___ Given records ___

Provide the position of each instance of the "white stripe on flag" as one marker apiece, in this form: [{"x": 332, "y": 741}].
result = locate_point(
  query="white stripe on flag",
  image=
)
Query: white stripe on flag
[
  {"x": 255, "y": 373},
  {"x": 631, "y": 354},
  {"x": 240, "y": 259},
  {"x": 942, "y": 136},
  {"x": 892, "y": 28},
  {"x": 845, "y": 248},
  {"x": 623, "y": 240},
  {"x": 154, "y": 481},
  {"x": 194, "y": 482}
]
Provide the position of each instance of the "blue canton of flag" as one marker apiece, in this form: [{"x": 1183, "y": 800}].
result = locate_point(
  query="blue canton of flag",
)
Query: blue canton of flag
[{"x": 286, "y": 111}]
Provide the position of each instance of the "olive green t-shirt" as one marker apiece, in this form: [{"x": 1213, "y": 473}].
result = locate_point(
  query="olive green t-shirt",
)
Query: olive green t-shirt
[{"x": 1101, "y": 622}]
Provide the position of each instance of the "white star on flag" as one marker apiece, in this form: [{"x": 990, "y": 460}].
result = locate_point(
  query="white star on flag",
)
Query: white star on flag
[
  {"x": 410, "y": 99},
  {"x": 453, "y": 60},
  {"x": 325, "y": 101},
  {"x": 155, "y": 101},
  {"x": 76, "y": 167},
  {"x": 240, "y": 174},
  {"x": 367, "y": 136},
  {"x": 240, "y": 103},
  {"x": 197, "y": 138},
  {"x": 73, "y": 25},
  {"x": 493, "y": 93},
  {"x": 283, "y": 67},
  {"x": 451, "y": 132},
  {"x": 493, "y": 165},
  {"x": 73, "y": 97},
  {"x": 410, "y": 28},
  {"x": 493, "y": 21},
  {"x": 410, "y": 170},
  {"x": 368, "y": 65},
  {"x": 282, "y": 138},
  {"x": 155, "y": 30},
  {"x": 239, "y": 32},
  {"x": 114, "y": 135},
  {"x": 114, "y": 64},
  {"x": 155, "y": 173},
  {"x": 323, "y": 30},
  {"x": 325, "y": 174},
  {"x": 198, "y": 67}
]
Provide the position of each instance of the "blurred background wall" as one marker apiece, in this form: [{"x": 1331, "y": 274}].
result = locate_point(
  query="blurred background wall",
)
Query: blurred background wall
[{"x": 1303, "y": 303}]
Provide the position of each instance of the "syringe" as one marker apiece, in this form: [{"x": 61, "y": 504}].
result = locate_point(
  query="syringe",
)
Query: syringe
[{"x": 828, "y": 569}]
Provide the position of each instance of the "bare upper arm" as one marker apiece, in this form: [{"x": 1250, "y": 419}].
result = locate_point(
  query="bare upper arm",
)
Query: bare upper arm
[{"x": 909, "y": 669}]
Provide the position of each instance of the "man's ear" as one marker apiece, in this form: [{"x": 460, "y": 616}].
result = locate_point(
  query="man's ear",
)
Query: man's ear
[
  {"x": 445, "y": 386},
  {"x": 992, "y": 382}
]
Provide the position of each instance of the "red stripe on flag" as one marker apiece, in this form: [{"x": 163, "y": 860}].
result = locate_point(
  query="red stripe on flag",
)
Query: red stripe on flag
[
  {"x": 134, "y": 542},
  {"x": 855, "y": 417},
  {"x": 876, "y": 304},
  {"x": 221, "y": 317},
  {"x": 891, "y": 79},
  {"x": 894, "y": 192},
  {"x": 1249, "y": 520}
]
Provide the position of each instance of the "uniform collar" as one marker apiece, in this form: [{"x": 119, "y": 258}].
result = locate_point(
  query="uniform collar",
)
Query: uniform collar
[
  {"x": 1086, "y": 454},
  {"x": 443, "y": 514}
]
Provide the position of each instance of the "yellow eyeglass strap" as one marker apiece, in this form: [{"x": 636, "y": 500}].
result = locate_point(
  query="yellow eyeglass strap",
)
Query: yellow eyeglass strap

___

### Exercise instructions:
The answer must be a single number: how many lines above contain "strap".

### Answer below:
3